- [Prompt 1]
In the passage on health insurance dependents, what do carriers that cover same-sex couples often require the couple to present?
- [Prompt 2]
List every kind of child that the passage on health insurance dependents includes in its expanded definition of "children."
- [Prompt 3]
Extend the passage on health insurance dependents beyond its final sentence.

- [Extract provided]

§ §

Not every state or insurance company considers cohabiters as dependents eligible to receive health insurance coverage. The issue of domestic partnerships and insurance coverage remains an ongoing controversial debate. This is especially true when the domestic partnership involves same-sex couples. Many states and insurance companies have opted to view cohabiters as dependents eligible for coverage, but only if the primary insured can provide proof of the relationship's stability and duration. Those carriers that will provide benefits to same-sex couples often require the presentation of a marriage certificate, even if the state in which you live does not support homosexual unions. Surprisingly, many insurance companies resist covering heterosexual cohabiters more than homosexual partners, and restrict male-female unmarried couples from receiving benefits.
Health insurance companies always view your minor children as dependents. The definition of "children" in this case is expanded to include your natural blood children, adopted children and even stepchildren. The majority of health insurance policies do not charge a higher premium to families with more children than to those with fewer. If you have 10 children, your policy premium would be no higher than if you had only one child. Your children are considered dependents and can be covered by your health insurance plan regardless of whether they actually live in your house. This is most commonly seen after a divorce, where one parent is required to provide medical coverage but not also granted residential custody. However, when considering stepchildren, if your second marriage also ends in divorce, the biological children of your second ex-spouse are no longer considered your own children and are then ineligible to remain covered by your plan.
Children of a Cohabiter
Further confusing and complicating the definition of a dependent for health insurance benefits is the presence of children within a domestic partnership. The biological and adopted children of the primary insured may be covered without question. However, the complication arises when your cohabiter has his own children. If your partner is of the same sex, and your insurance company is willing to extend coverage to that person, then including your partner's children within the definition of an eligible dependent should not be too difficult. Unfortunately, there is no guarantee that an insurance company will define your cohabiter's children as eligible dependents, regardless of whether your partner is covered. The definition of dependent, when considering children of a cohabiter, can be confusing and challenging to a health insurance company, and there is often a rigid list of criteria that must be met in order to fit within the confines of the company's definition.

§ §

- [Extracted data]
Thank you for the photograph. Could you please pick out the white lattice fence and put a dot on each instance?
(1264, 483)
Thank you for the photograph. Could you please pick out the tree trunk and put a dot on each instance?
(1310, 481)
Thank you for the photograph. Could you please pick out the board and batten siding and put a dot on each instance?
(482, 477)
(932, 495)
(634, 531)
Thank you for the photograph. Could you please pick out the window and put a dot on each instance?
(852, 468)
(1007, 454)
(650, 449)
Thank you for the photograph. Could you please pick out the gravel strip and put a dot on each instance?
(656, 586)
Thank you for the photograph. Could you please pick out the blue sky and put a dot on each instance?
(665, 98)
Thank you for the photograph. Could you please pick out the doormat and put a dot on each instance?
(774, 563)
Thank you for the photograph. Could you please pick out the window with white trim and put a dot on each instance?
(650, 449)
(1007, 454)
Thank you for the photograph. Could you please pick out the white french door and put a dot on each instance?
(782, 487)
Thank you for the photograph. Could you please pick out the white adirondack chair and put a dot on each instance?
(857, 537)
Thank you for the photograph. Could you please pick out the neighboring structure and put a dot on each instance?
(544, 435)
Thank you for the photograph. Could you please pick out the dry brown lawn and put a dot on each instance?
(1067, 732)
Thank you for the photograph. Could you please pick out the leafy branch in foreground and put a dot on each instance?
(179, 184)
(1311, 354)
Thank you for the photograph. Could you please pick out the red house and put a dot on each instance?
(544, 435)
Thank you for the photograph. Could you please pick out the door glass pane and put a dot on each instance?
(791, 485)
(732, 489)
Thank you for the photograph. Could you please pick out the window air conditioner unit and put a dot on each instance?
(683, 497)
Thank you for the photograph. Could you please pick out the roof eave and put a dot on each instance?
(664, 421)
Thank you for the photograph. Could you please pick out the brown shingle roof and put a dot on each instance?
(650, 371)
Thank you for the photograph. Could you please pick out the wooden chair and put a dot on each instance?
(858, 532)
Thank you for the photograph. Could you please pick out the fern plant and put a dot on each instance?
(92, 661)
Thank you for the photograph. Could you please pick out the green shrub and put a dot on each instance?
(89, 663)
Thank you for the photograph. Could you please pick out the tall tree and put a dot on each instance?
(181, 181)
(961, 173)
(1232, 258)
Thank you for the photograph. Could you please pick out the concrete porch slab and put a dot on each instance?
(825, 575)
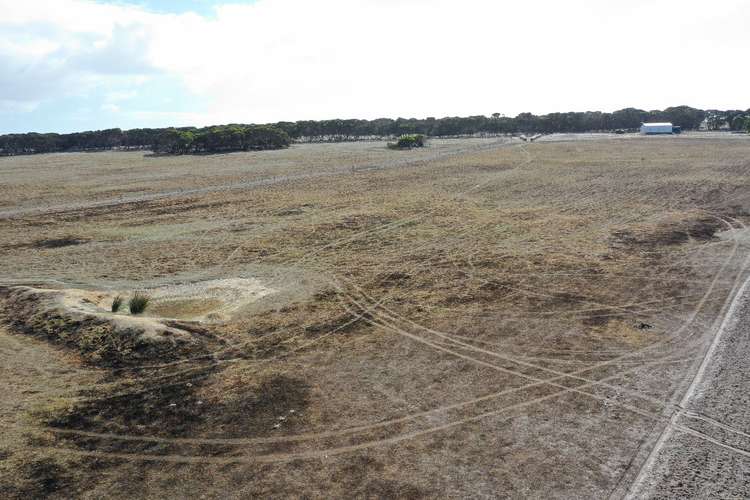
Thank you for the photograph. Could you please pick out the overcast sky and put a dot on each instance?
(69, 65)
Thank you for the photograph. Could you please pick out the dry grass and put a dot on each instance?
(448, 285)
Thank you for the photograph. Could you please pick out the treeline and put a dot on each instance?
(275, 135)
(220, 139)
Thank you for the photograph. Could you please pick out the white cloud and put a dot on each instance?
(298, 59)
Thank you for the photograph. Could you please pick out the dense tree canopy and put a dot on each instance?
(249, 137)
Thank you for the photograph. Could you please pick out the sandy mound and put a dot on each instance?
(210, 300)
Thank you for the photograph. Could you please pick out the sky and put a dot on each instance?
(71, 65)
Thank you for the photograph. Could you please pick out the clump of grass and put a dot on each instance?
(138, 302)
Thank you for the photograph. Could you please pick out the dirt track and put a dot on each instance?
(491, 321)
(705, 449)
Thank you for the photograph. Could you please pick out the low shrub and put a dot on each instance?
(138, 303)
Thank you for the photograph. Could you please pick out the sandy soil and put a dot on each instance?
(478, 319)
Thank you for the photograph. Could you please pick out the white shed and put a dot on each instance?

§ §

- [Answer space 1]
A marriage certificate, even if the state where they live does not support homosexual unions.

- [Answer space 2]
Natural blood children, adopted children, stepchildren

- [Answer space 3]
Any children who are deemed eligible dependents by your health insurance company will only be considered as such until they are independent. The vast majority of states and insurance companies identify child dependents as minors below the age of 18 and cease to provide health coverage at the end of the month in which your child's birthday occurs. Only two exceptions usually exist which allow you to continue providing health insurance coverage to your adult children: if your child becomes a full-time student at a college or other higher education institution immediately following high school graduation, her coverage will continue until her college graduation or her 23rd birthday; if your child is mentally disabled and unable to live independently after age 18, his coverage will remain in force indefinitely and he will always fit within the definition of a dependent. In March of 2010, President Obama signed into law the Patient Protection and Affordable Care Act and the Reconciliation Act of 2010, which mandated that before the end of the year, health carriers must allow the adult children of insured members to remain covered as dependents until their 26th birthday, but only if the parent chooses to allow the continuation.